### [What is needed]
Reproduce every line of the material below word for word, changing nothing.

Records from a data collection:

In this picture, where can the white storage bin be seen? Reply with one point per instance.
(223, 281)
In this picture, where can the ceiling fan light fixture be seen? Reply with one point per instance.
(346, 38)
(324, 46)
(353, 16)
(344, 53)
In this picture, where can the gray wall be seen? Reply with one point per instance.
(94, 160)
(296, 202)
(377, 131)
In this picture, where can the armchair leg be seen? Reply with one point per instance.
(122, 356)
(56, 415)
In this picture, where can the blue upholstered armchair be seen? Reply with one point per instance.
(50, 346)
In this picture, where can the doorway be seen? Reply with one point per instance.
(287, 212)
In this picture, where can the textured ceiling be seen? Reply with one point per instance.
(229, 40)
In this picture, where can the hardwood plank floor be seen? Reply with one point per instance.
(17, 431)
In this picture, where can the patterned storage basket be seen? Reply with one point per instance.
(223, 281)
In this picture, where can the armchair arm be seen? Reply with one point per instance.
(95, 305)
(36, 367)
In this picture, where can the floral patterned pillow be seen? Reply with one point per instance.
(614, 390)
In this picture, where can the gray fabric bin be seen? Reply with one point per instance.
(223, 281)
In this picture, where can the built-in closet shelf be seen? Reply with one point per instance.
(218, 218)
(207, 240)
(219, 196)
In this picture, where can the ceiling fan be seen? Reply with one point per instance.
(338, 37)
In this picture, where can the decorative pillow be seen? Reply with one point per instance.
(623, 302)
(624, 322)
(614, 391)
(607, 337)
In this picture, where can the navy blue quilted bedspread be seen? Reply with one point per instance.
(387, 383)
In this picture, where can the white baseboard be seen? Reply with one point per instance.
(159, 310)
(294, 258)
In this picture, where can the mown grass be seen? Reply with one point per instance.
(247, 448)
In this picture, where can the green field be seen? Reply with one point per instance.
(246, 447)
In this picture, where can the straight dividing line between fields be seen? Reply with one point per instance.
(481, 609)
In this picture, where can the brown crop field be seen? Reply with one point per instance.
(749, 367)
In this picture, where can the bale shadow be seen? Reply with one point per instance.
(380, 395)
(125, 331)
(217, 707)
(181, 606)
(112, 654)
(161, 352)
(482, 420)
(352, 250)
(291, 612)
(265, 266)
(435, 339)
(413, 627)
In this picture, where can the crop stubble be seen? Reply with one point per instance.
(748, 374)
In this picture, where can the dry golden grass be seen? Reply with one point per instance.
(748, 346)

### [Response to this exercise]
In this picture, where can the white storage bin be seen? Reply with one point per instance.
(223, 281)
In this picture, where can the ceiling fan light fixture be seen? Reply with one point per instance.
(346, 38)
(324, 46)
(353, 16)
(344, 53)
In this picture, where can the gray wall be seen? Reply with one point per instance.
(94, 160)
(296, 202)
(377, 131)
In this picture, where can the armchair leg be seen? Reply with one point per instance.
(122, 356)
(56, 415)
In this picture, where can the blue upholstered armchair be seen? Reply with one point per instance.
(50, 346)
In this picture, where can the doorway be seen? Reply with one point per instance.
(287, 212)
In this picture, where can the textured ceiling be seen? Reply with one point per instance.
(229, 40)
In this picture, where can the hardwood plank floor be seen? Reply with one point per instance.
(17, 431)
In this picture, where can the patterned storage basket be seen? Reply with one point per instance.
(223, 281)
In this picture, where can the armchair arm be seen? Reply with one point per instance.
(95, 305)
(36, 367)
In this picture, where can the floral patterned pillow be seen? Reply with one point per instance.
(614, 390)
In this picture, where can the gray fabric bin be seen? Reply with one point per instance.
(223, 281)
In this picture, where can the built-in closet shelf be seen? Reply with one point per instance.
(218, 218)
(207, 240)
(219, 196)
In this picture, where can the ceiling fan be seen? Reply with one point per instance.
(338, 37)
In this picture, where can the decorative pillow be seen? Reply with one point per instance.
(623, 302)
(624, 322)
(614, 391)
(607, 337)
In this picture, where can the navy blue quilted bedspread be seen? Reply with one point per instance.
(387, 383)
In this picture, where can the white baseboard be seen? Reply with one point per instance.
(159, 310)
(294, 258)
In this picture, where can the mown grass be seen? Reply with one point per instance.
(247, 448)
In this picture, where can the green field be seen? Reply with one point per instance.
(246, 447)
In this picture, where can the straight dividing line between fields be seen? Reply with one point per instance.
(481, 609)
In this picture, where can the brown crop field be seen? Reply with one point per instance.
(749, 367)
In this picture, where can the bale shadow be seen? Reply with one point per instance.
(380, 395)
(125, 331)
(217, 707)
(181, 606)
(112, 654)
(161, 352)
(482, 420)
(352, 250)
(291, 612)
(265, 266)
(435, 339)
(413, 627)
In this picture, where can the crop stubble be seen? Reply with one point per instance.
(748, 374)
In this picture, where can the dry golden grass be seen? Reply with one point per instance.
(748, 346)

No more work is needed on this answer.